__Request__
Copy out each of the lines below word for word, leaving out the pictures.

─── Provided records

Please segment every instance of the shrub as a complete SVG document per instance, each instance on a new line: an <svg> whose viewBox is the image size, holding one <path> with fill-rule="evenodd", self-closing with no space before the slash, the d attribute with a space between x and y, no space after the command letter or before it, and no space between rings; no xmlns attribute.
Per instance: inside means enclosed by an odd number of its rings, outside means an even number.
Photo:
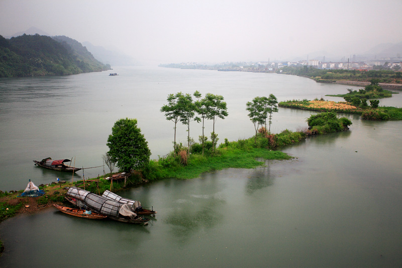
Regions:
<svg viewBox="0 0 402 268"><path fill-rule="evenodd" d="M370 105L371 106L372 108L378 108L378 105L379 105L380 101L378 100L370 100Z"/></svg>
<svg viewBox="0 0 402 268"><path fill-rule="evenodd" d="M352 104L353 106L355 106L356 107L359 107L359 105L360 104L360 99L359 99L358 97L355 97L352 99Z"/></svg>
<svg viewBox="0 0 402 268"><path fill-rule="evenodd" d="M361 108L365 108L368 106L367 105L367 99L365 98L362 98L360 101L361 102L361 103L360 104Z"/></svg>
<svg viewBox="0 0 402 268"><path fill-rule="evenodd" d="M352 121L346 117L341 117L339 120L344 128L349 128L349 126L352 125Z"/></svg>
<svg viewBox="0 0 402 268"><path fill-rule="evenodd" d="M163 167L170 167L177 165L176 159L171 154L169 154L165 157L159 156L158 162Z"/></svg>
<svg viewBox="0 0 402 268"><path fill-rule="evenodd" d="M178 154L180 163L183 165L187 165L187 160L188 155L187 150L181 150Z"/></svg>
<svg viewBox="0 0 402 268"><path fill-rule="evenodd" d="M370 110L364 112L361 114L361 118L366 120L388 120L389 119L389 116L383 112Z"/></svg>

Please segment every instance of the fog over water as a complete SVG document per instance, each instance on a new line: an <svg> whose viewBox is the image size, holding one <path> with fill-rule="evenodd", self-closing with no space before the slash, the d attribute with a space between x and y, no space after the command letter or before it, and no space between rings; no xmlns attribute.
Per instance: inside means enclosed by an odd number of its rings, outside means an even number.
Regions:
<svg viewBox="0 0 402 268"><path fill-rule="evenodd" d="M122 118L137 119L152 158L167 153L173 123L159 109L171 93L223 96L229 115L216 124L221 142L254 135L245 108L254 97L339 100L325 95L350 87L277 74L115 70L119 75L0 79L0 190L23 189L30 179L36 185L57 177L72 180L70 174L34 166L34 159L73 158L77 166L102 165L108 136ZM401 103L402 95L396 94L380 105ZM306 127L312 113L279 108L271 129ZM295 157L291 160L119 192L158 211L148 226L89 223L54 208L5 221L0 225L6 247L0 266L57 262L70 267L74 256L74 265L88 266L400 266L402 124L343 115L352 121L349 131L281 148ZM211 122L206 127L210 132ZM185 128L178 126L180 141L185 140ZM190 136L196 139L200 133L200 125L191 125ZM86 169L85 176L103 172ZM74 180L82 177L78 171Z"/></svg>
<svg viewBox="0 0 402 268"><path fill-rule="evenodd" d="M307 60L318 51L339 61L402 41L401 10L399 0L3 0L0 34L35 27L141 62Z"/></svg>

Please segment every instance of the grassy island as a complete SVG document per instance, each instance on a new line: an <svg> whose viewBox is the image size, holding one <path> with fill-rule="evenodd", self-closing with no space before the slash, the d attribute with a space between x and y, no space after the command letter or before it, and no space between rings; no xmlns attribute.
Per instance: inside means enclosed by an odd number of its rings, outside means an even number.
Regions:
<svg viewBox="0 0 402 268"><path fill-rule="evenodd" d="M333 102L316 99L292 100L281 102L278 105L280 107L294 108L320 112L334 112L345 114L361 115L363 119L371 120L402 120L402 108L391 107L378 107L378 102L370 101L371 106L368 106L363 100L354 100L354 103L347 102ZM376 101L374 100L374 101Z"/></svg>
<svg viewBox="0 0 402 268"><path fill-rule="evenodd" d="M205 172L228 168L252 168L264 164L263 160L289 159L292 157L276 150L286 145L298 142L312 135L325 134L348 129L351 124L346 118L337 118L334 113L322 113L312 116L308 120L309 127L292 132L285 130L280 133L268 132L264 127L258 131L257 137L229 141L227 139L213 149L212 142L207 142L204 155L200 152L200 144L193 143L191 153L188 155L187 148L181 144L174 152L157 160L151 160L142 169L131 173L124 182L111 181L104 176L84 181L55 182L40 185L45 194L40 197L20 197L23 190L0 193L0 222L18 213L34 213L49 207L53 203L61 204L68 187L76 186L102 195L106 190L118 192L150 181L165 178L187 179L198 177ZM110 174L106 175L106 176ZM26 206L28 206L28 207Z"/></svg>

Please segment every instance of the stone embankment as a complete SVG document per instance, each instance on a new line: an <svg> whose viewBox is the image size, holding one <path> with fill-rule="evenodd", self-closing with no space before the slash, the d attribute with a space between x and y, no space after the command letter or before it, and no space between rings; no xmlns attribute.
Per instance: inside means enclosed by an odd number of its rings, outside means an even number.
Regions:
<svg viewBox="0 0 402 268"><path fill-rule="evenodd" d="M337 81L335 82L337 84L357 85L358 86L365 86L370 84L369 82L359 82L357 81ZM402 90L402 84L379 83L378 85L384 89Z"/></svg>

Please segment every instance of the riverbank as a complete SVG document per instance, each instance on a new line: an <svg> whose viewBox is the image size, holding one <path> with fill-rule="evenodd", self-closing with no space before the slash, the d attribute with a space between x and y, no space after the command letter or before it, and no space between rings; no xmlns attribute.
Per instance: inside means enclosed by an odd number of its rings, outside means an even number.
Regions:
<svg viewBox="0 0 402 268"><path fill-rule="evenodd" d="M261 127L257 137L230 142L225 139L215 150L206 150L204 155L193 153L188 155L183 149L184 154L171 153L164 157L160 157L157 160L151 160L143 169L133 171L127 180L120 182L99 176L73 183L53 182L39 186L45 194L35 198L19 197L23 190L1 193L0 222L18 214L35 213L53 203L62 203L68 187L72 186L83 187L87 191L102 194L106 190L116 192L166 178L192 178L213 170L229 168L253 168L264 164L264 162L257 159L290 159L293 157L277 149L297 143L311 135L347 130L348 126L352 124L347 119L337 118L335 114L328 114L326 119L320 122L315 119L317 116L312 116L309 119L311 122L308 121L309 128L296 132L285 129L279 133L271 134ZM199 144L198 145L199 147Z"/></svg>
<svg viewBox="0 0 402 268"><path fill-rule="evenodd" d="M379 85L383 88L402 90L402 75L400 72L390 70L345 70L319 69L312 66L284 66L282 68L267 68L263 65L254 65L240 66L231 63L207 65L193 64L183 65L182 64L161 64L160 67L180 69L215 70L222 71L240 71L247 72L263 72L290 74L303 76L314 80L319 83L337 83L348 85L364 87L370 84L370 80L378 80Z"/></svg>

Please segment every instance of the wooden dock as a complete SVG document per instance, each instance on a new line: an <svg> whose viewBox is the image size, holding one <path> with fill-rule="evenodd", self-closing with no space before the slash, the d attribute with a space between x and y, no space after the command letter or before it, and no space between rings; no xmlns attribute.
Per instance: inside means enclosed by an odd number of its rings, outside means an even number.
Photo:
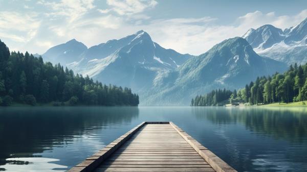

──────

__Result__
Please segment every instance of the shrub as a complete SVG document per instance, each instance on a new line: an <svg> whose viewBox is the image size, holding one <path> with fill-rule="evenodd", self-closing with no space before the slash, the d attribute with a space between x and y, no space after the command letter or before it, and no space between rings; no xmlns attribute.
Per instance: inside means enclosed by an odd number of its rings, outside means an even number.
Photo:
Regions:
<svg viewBox="0 0 402 268"><path fill-rule="evenodd" d="M370 105L371 106L372 108L378 108L378 105L379 105L380 101L378 100L370 100Z"/></svg>
<svg viewBox="0 0 402 268"><path fill-rule="evenodd" d="M352 104L353 106L355 106L356 107L359 107L359 105L360 104L360 99L359 99L358 97L355 97L352 99Z"/></svg>
<svg viewBox="0 0 402 268"><path fill-rule="evenodd" d="M361 108L365 108L368 106L367 105L367 99L365 98L362 98L360 101L361 102L361 103L360 104Z"/></svg>
<svg viewBox="0 0 402 268"><path fill-rule="evenodd" d="M352 121L346 117L341 117L339 120L344 128L349 128L349 126L352 125Z"/></svg>
<svg viewBox="0 0 402 268"><path fill-rule="evenodd" d="M163 167L170 167L177 165L176 159L171 154L169 154L165 157L159 156L158 162Z"/></svg>
<svg viewBox="0 0 402 268"><path fill-rule="evenodd" d="M178 154L180 163L183 165L187 165L187 160L188 155L187 150L181 150Z"/></svg>
<svg viewBox="0 0 402 268"><path fill-rule="evenodd" d="M370 110L364 112L361 114L361 118L366 120L388 120L389 119L389 116L383 112Z"/></svg>

Please segment every instance of the fog over water as a complete SVG document per instance, each instance on a new line: an <svg> whose viewBox is the image size, holding one <path> with fill-rule="evenodd", self-closing with no space before the slash, the d attribute with a space between x and y, no space after the command letter or before it, and no space between rings; no xmlns attribute.
Per instance: inside means enclosed by an odd number of its rings, outside means an even number.
Regions:
<svg viewBox="0 0 402 268"><path fill-rule="evenodd" d="M122 118L137 119L152 158L167 153L173 123L159 109L171 93L223 96L229 115L216 124L221 142L254 135L245 108L254 97L339 100L325 95L350 87L277 74L115 70L119 75L0 79L0 190L23 189L30 179L36 185L57 177L72 180L70 174L34 166L34 159L73 158L77 166L102 165L108 136ZM401 103L402 95L396 94L380 105ZM306 127L312 113L279 108L271 129ZM295 157L291 160L119 192L158 211L148 226L89 223L54 208L5 221L0 225L6 247L0 266L57 262L70 267L74 256L74 265L88 266L400 266L402 124L343 115L352 121L349 131L281 148ZM211 122L206 127L210 132ZM185 128L178 126L180 141L185 140ZM190 136L196 139L200 133L200 125L191 125ZM86 169L85 176L103 172ZM74 180L82 177L78 171Z"/></svg>
<svg viewBox="0 0 402 268"><path fill-rule="evenodd" d="M307 60L318 51L339 61L402 41L401 10L399 0L3 0L0 34L35 27L141 62Z"/></svg>

Please segment every instance of the grassy island as a complete SVG document per instance, each instance on a new line: an <svg> whose viewBox is the image size, holding one <path> with fill-rule="evenodd", self-closing with no space before the slash, the d attribute with a space between x and y, no space after the command letter or before it, and no space between rings; no xmlns attribute.
Per instance: inside means enclosed by an odd number of its rings, outside means an even number.
Regions:
<svg viewBox="0 0 402 268"><path fill-rule="evenodd" d="M333 102L316 99L292 100L281 102L278 105L280 107L294 108L320 112L334 112L345 114L361 115L363 119L371 120L402 120L402 108L391 107L378 107L378 102L370 101L371 106L368 106L363 100L354 100L354 103L347 102ZM376 101L374 100L374 101Z"/></svg>
<svg viewBox="0 0 402 268"><path fill-rule="evenodd" d="M205 172L228 168L252 168L264 164L263 160L289 159L292 157L276 150L286 145L298 142L312 135L325 134L348 129L351 124L346 118L337 118L334 113L322 113L312 116L308 120L309 127L292 132L285 130L280 133L268 132L264 127L258 131L257 137L229 141L227 139L213 149L212 142L207 142L204 155L200 152L200 144L193 143L191 153L188 155L187 148L181 144L174 152L157 160L151 160L142 169L131 173L124 182L111 181L104 176L84 181L55 182L40 185L45 194L40 197L20 197L23 190L0 193L0 222L18 213L34 213L49 207L53 203L61 204L68 187L76 186L102 195L106 190L118 192L150 181L165 178L187 179L198 177ZM110 174L106 175L106 176ZM26 206L28 206L28 207Z"/></svg>

Please segment every instance of the stone embankment as a complete SVG document per instance, each instance on a new line: an <svg> whose viewBox is the image size, holding one <path> with fill-rule="evenodd", self-closing with no space before the slash, the d attribute with a space between x and y, no space after the command letter or before it, and no space between rings; no xmlns attribute.
Per instance: inside means enclosed by an odd number of its rings, outside means an even number.
Regions:
<svg viewBox="0 0 402 268"><path fill-rule="evenodd" d="M337 81L335 82L337 84L357 85L358 86L365 86L370 84L369 82L359 82L357 81ZM402 90L402 84L379 83L378 85L384 89Z"/></svg>

Please segment every instance of the riverbank as a complete SVG document per instance, each instance on a new line: an <svg> whose viewBox is the image size, holding one <path> with fill-rule="evenodd", self-closing with no space before the slash, the d attribute with a space between x and y, no space after the command letter or before it, and no space between rings; no xmlns attribute.
Per instance: inside means enclosed by an odd number of its rings, outside means an even number.
Regions:
<svg viewBox="0 0 402 268"><path fill-rule="evenodd" d="M261 127L257 137L230 142L225 139L215 150L206 150L204 155L193 153L188 155L183 149L184 154L171 153L164 157L160 157L157 160L151 160L143 169L133 171L127 180L120 182L99 176L73 183L53 182L39 186L45 194L35 198L19 197L23 190L1 193L0 222L18 214L35 213L53 203L62 203L68 187L72 186L83 187L87 191L102 194L106 190L116 192L166 178L192 178L213 170L229 168L253 168L264 164L264 162L257 159L290 159L293 157L277 149L297 143L311 135L347 130L348 126L352 124L347 119L337 118L335 114L328 114L326 119L320 122L315 119L317 116L312 116L309 119L311 122L308 121L309 128L296 132L285 129L279 133L271 134ZM199 144L198 145L199 147Z"/></svg>
<svg viewBox="0 0 402 268"><path fill-rule="evenodd" d="M379 85L383 88L402 90L402 75L400 72L390 70L345 70L319 69L312 66L284 66L282 68L267 68L263 65L254 65L240 66L231 63L207 65L193 64L183 65L182 64L161 64L160 67L180 69L215 70L222 71L240 71L247 72L263 72L290 74L303 76L314 80L319 83L337 83L348 85L364 87L370 84L370 80L378 80Z"/></svg>

Please segment every instance of the wooden dock as a complete SVG document per instance, each instance on a new line: an <svg> whose viewBox is the image size, holding one <path> with fill-rule="evenodd", self-closing with no space before the slash, the d attribute with a space between x and y, no space after the command letter or before it, and no space between rings; no xmlns attribute.
Per instance: inside means enclosed by an odd number of its rings, outside means an even number.
Photo:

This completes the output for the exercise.